Written exercise: Rewrite every line of the data from the line with "Scan the provided UI screenshot for the red hockey jersey" up to and including the line with "[269,112,369,158]", and give only those lines. Scale each bounding-box coordinate by 0.2, round it to a whole number with halves going up, and leave all other text unchanged.

Items from a labeling collection:
..............................

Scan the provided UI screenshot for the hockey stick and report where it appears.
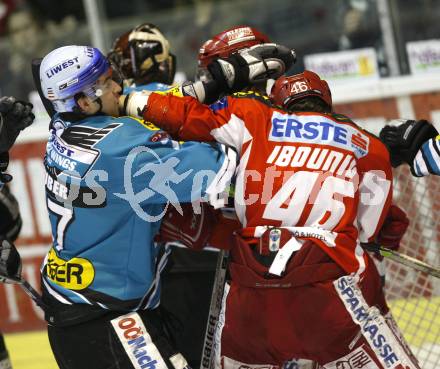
[200,250,229,369]
[362,243,440,278]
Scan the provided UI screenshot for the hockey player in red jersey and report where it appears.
[121,71,419,369]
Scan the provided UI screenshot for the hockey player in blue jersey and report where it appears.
[380,119,440,177]
[29,38,292,368]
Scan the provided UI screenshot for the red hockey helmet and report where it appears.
[108,23,176,85]
[270,70,332,109]
[198,26,270,68]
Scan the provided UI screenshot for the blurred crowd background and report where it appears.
[0,0,440,99]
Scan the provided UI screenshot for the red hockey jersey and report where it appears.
[144,92,392,274]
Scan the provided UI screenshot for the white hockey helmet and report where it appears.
[40,46,110,112]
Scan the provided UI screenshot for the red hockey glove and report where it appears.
[156,203,216,250]
[376,205,409,250]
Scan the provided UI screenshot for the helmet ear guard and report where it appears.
[270,70,333,110]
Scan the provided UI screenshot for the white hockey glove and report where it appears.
[0,238,21,283]
[0,96,35,152]
[119,90,154,119]
[208,44,296,93]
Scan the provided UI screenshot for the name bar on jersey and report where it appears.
[269,112,369,158]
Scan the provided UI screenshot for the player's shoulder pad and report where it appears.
[231,91,273,107]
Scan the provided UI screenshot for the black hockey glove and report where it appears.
[208,44,296,93]
[0,238,21,283]
[0,96,35,152]
[379,120,438,168]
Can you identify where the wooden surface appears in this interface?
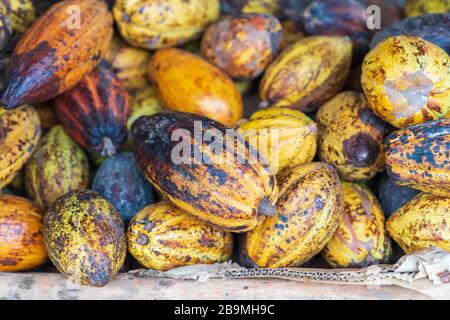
[0,273,428,300]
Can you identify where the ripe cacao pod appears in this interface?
[0,106,42,188]
[92,152,156,225]
[0,0,113,109]
[44,190,126,287]
[113,0,220,49]
[322,182,392,268]
[259,36,352,112]
[239,108,318,173]
[55,68,130,156]
[148,49,243,127]
[25,125,89,209]
[131,112,276,232]
[127,202,233,271]
[361,36,450,128]
[201,14,282,79]
[0,195,47,272]
[370,13,450,53]
[316,91,387,180]
[386,119,450,197]
[386,193,450,254]
[244,162,343,268]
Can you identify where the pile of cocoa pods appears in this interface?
[0,0,450,287]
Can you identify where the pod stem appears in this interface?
[258,197,275,217]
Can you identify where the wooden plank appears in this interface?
[0,273,428,300]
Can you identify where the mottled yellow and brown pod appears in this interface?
[239,108,318,173]
[113,0,220,49]
[244,162,342,268]
[127,202,233,270]
[0,195,47,272]
[386,193,450,254]
[259,36,352,112]
[322,182,392,268]
[316,91,387,181]
[361,36,450,128]
[201,14,282,79]
[44,190,126,287]
[25,125,89,209]
[386,119,450,197]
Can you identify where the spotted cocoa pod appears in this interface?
[386,119,450,197]
[131,112,276,232]
[0,0,113,109]
[55,68,130,156]
[127,201,233,270]
[322,182,392,268]
[201,14,282,79]
[361,36,450,128]
[316,91,387,180]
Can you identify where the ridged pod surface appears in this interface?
[386,119,450,197]
[55,68,130,156]
[0,0,113,109]
[322,182,392,268]
[201,14,282,79]
[259,36,352,112]
[386,193,450,254]
[239,108,318,173]
[0,195,47,272]
[25,125,89,209]
[113,0,220,49]
[244,162,343,268]
[361,36,450,128]
[0,106,42,188]
[44,190,126,287]
[148,49,243,127]
[316,91,387,180]
[131,112,276,232]
[127,202,233,271]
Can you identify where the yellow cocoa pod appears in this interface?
[259,36,352,112]
[239,108,318,172]
[316,91,387,180]
[386,193,450,254]
[322,182,392,268]
[127,202,233,270]
[361,36,450,128]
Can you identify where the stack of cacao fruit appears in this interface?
[0,0,450,286]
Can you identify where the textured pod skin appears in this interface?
[302,0,371,61]
[259,36,352,112]
[244,162,342,268]
[148,49,243,127]
[0,0,113,109]
[0,106,42,188]
[55,68,130,156]
[386,193,450,254]
[92,152,156,225]
[201,14,282,79]
[113,0,220,49]
[239,108,318,172]
[405,0,450,17]
[370,14,450,53]
[0,195,47,272]
[322,182,392,268]
[386,119,450,197]
[44,190,126,287]
[127,202,233,271]
[25,125,89,209]
[131,112,276,232]
[106,37,151,91]
[361,36,450,128]
[316,91,387,181]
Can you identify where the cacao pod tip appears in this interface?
[258,197,275,217]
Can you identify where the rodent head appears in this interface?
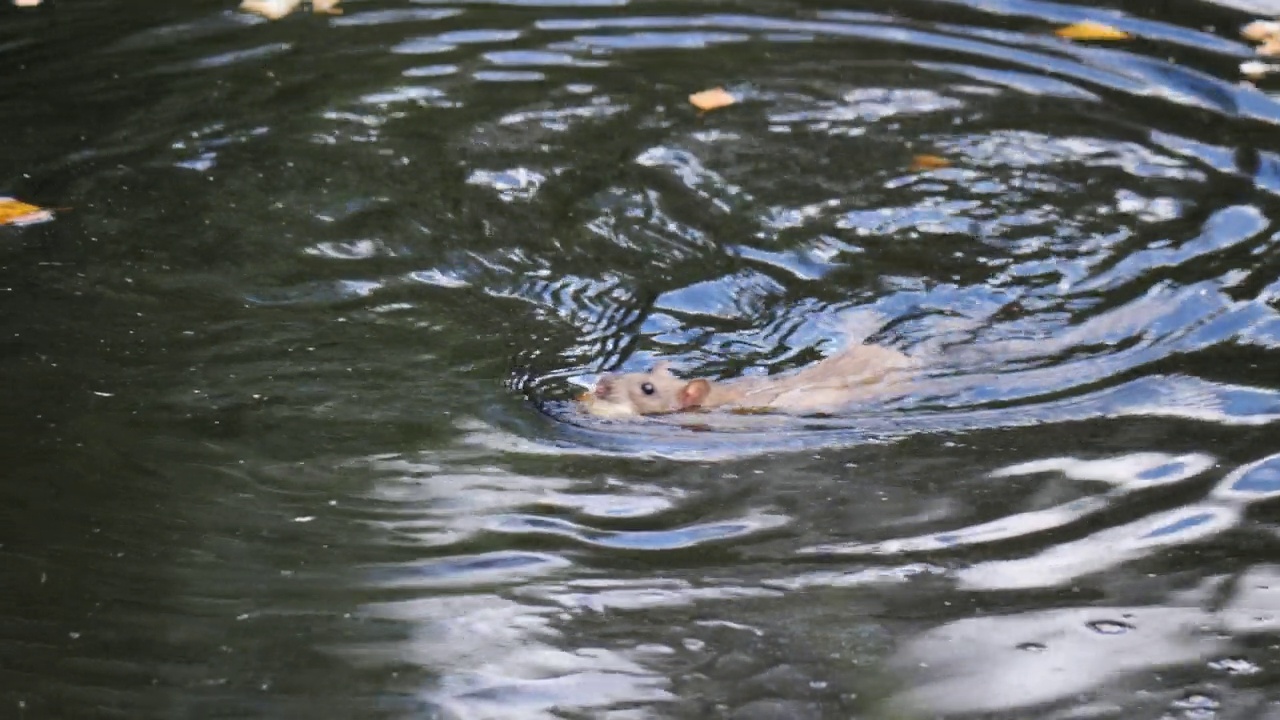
[579,361,712,418]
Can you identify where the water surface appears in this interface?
[0,0,1280,720]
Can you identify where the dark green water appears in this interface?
[0,0,1280,720]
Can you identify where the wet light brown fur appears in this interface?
[580,345,916,418]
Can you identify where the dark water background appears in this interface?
[0,0,1280,720]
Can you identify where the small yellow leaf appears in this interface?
[0,197,54,225]
[1053,20,1129,40]
[910,155,951,172]
[689,87,737,110]
[1240,20,1280,42]
[1257,37,1280,58]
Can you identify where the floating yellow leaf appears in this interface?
[1053,20,1129,40]
[911,155,951,172]
[1257,37,1280,58]
[0,197,54,225]
[689,87,737,110]
[1240,20,1280,42]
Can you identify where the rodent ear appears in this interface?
[678,378,712,410]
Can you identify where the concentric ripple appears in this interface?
[0,0,1280,720]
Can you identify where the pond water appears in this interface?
[0,0,1280,720]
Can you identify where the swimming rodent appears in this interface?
[579,343,918,418]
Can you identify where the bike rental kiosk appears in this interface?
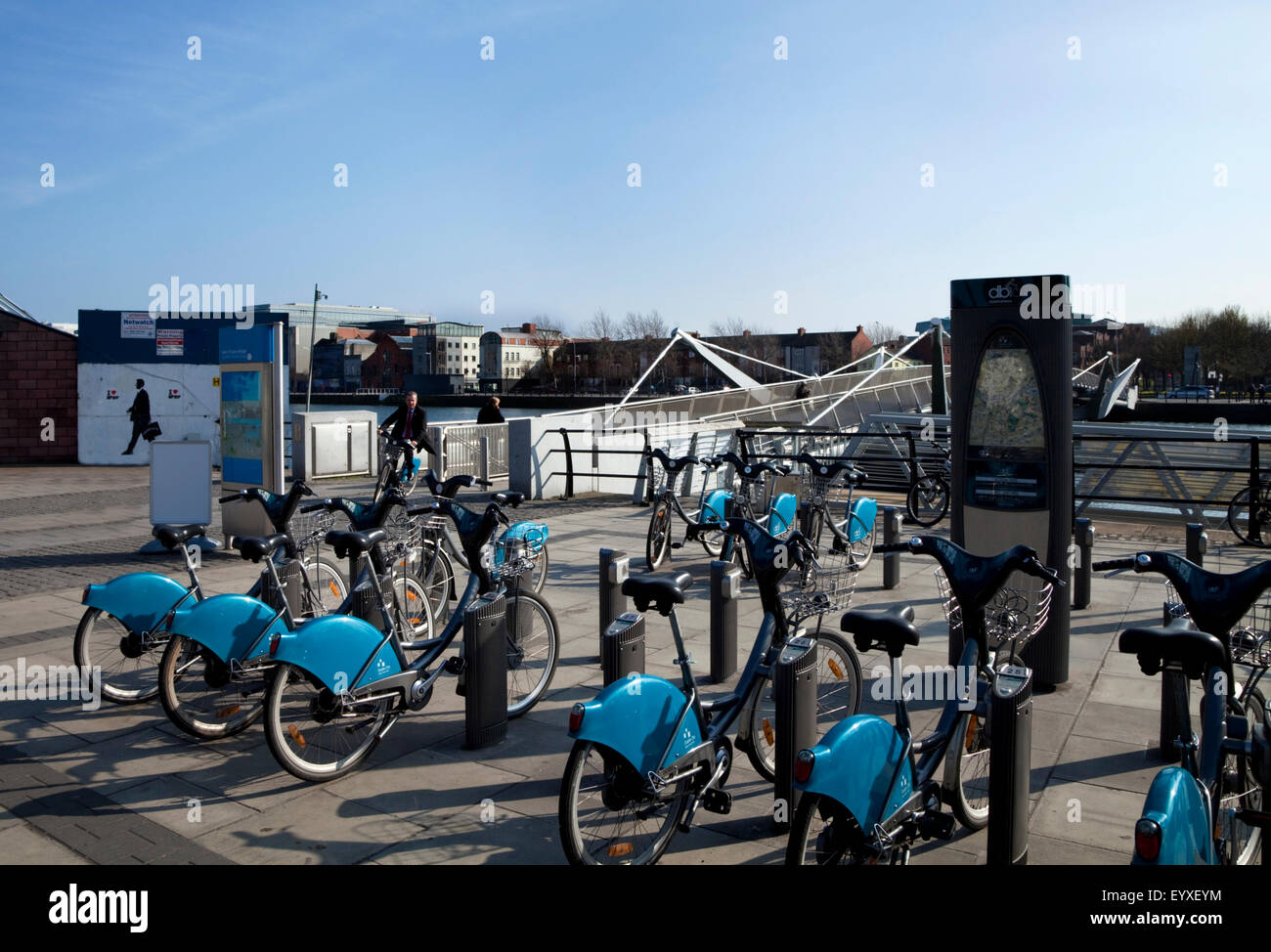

..............................

Result of the task:
Scan the provided UI screenshot for the red hockey jersey and report where it appears.
[29,18,78,55]
Scan the provided UI screenshot for the white hockey helmet and report where it appears.
[8,9,22,22]
Scan the provided UI screenshot for the red hockey glove and report where it appears.
[31,41,43,50]
[75,41,82,50]
Scan the provided UI screenshot for the helmet ear guard and report where it appears.
[54,14,67,22]
Scan the provided UI screenshot for the white hockey glove and report where it appears.
[0,48,4,57]
[0,19,7,30]
[24,18,31,24]
[42,9,59,19]
Scan the provided UI screenshot for the name bar on jersey and report where it appears.
[54,22,74,32]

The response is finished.